→ **ASSIGNED TASK**
Please go through the records below and return every line holding the word "shaped".

---------- PROVIDED DATA ----------

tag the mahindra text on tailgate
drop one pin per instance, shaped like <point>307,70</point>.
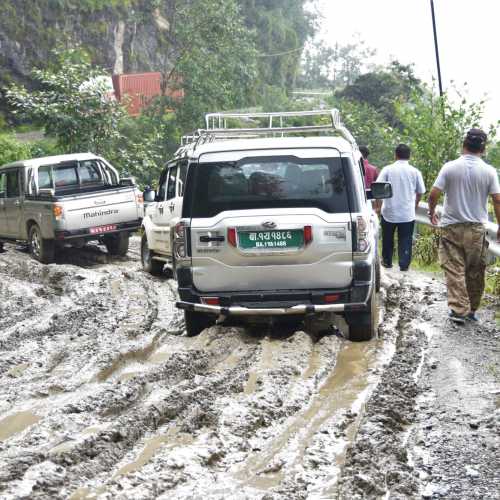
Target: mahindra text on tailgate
<point>271,221</point>
<point>101,213</point>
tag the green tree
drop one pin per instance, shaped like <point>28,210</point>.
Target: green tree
<point>73,105</point>
<point>334,67</point>
<point>369,128</point>
<point>434,128</point>
<point>280,28</point>
<point>384,89</point>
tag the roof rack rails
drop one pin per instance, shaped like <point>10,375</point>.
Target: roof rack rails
<point>221,126</point>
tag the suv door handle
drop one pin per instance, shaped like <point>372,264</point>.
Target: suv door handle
<point>207,239</point>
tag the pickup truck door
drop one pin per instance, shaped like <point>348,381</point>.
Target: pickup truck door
<point>160,216</point>
<point>12,204</point>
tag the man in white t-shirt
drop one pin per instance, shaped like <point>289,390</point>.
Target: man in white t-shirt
<point>466,182</point>
<point>398,212</point>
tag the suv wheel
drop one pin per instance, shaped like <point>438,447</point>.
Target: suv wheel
<point>41,249</point>
<point>117,244</point>
<point>149,265</point>
<point>363,326</point>
<point>196,322</point>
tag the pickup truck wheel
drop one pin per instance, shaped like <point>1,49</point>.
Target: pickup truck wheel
<point>41,249</point>
<point>117,244</point>
<point>363,326</point>
<point>151,266</point>
<point>196,322</point>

----------

→ **RESPONSE**
drop one pin per instance, shaped like <point>307,70</point>.
drop one pin per instance, shaped like <point>28,210</point>.
drop one pin per instance, shaped like <point>10,375</point>.
drop one pin per instance, shaped like <point>372,264</point>.
drop one pin per instance, shaped like <point>348,381</point>.
drop one pin per instance, shaped like <point>289,390</point>.
drop one pin per instance, shaped like <point>438,447</point>.
drop one pin per instance, shaped like <point>1,49</point>.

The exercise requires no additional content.